Written task » From the line that has "Put a point on every instance of the mascot's" down to the final line of the listing below, transcribe every line exactly, and only those.

--- begin Provided information ---

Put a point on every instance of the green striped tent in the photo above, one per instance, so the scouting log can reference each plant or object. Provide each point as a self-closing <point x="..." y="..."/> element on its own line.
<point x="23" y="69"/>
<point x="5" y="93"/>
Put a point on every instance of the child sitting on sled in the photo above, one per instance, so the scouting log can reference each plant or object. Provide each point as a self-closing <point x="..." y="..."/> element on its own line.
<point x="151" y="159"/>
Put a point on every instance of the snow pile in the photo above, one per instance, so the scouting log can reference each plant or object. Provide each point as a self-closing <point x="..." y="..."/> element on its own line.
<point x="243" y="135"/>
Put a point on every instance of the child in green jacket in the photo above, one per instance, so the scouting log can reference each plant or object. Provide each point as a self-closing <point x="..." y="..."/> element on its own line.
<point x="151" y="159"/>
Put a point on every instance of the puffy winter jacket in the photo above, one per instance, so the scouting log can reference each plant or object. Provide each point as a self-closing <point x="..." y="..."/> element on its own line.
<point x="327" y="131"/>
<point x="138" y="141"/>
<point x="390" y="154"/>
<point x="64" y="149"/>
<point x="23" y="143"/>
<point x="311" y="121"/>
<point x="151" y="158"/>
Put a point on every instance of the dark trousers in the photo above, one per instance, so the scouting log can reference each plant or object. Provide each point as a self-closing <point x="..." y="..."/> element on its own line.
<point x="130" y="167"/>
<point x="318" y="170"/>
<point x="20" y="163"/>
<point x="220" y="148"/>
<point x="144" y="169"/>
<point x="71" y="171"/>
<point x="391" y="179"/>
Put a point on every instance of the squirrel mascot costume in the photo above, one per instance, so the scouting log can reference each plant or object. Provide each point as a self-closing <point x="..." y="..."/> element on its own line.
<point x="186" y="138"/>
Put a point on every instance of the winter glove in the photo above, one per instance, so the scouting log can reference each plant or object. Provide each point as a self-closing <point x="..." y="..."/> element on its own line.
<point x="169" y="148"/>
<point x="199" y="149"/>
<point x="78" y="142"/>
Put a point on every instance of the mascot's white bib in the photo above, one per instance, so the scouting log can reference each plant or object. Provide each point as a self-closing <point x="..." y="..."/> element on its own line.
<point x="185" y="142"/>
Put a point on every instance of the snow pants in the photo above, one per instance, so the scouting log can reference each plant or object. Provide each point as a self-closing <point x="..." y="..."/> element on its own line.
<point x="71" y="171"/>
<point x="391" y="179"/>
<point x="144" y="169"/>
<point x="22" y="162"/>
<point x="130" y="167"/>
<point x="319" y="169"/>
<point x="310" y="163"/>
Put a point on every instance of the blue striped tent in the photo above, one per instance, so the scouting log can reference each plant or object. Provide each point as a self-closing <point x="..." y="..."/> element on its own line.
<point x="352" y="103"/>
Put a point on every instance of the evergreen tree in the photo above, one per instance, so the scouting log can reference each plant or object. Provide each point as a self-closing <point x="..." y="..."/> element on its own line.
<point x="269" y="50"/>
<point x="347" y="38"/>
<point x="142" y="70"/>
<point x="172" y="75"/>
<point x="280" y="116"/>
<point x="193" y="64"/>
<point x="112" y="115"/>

--- end Provided information ---

Response to this task »
Put a point on every instance of the mascot's white bib in the photo above, one per instance, so the scouting log can reference each plant or object. Provide each point as a self-closing <point x="..." y="..."/> element on its own line.
<point x="185" y="142"/>
Put a point on every instance of the snow pants in the photo above, one per instance, so the scouting log can reference each plant or object. Provide each point as a self-closing <point x="..." y="..."/> element on its own line.
<point x="71" y="171"/>
<point x="391" y="179"/>
<point x="144" y="169"/>
<point x="22" y="162"/>
<point x="130" y="167"/>
<point x="319" y="169"/>
<point x="310" y="163"/>
Put a point on every instance of the blue striped tent in the photo above, one per instance, so the scouting log can reference each plant or object. Provide each point as a self-closing <point x="..." y="..."/> element on its own line.
<point x="352" y="103"/>
Put a point on every instance of the evergreen tree in the photo above, one per instance, so the scouting log can reference each plant or object. Provide each point as a self-closing <point x="..." y="..."/> element on its own line.
<point x="269" y="50"/>
<point x="347" y="38"/>
<point x="142" y="70"/>
<point x="172" y="75"/>
<point x="280" y="116"/>
<point x="193" y="64"/>
<point x="112" y="115"/>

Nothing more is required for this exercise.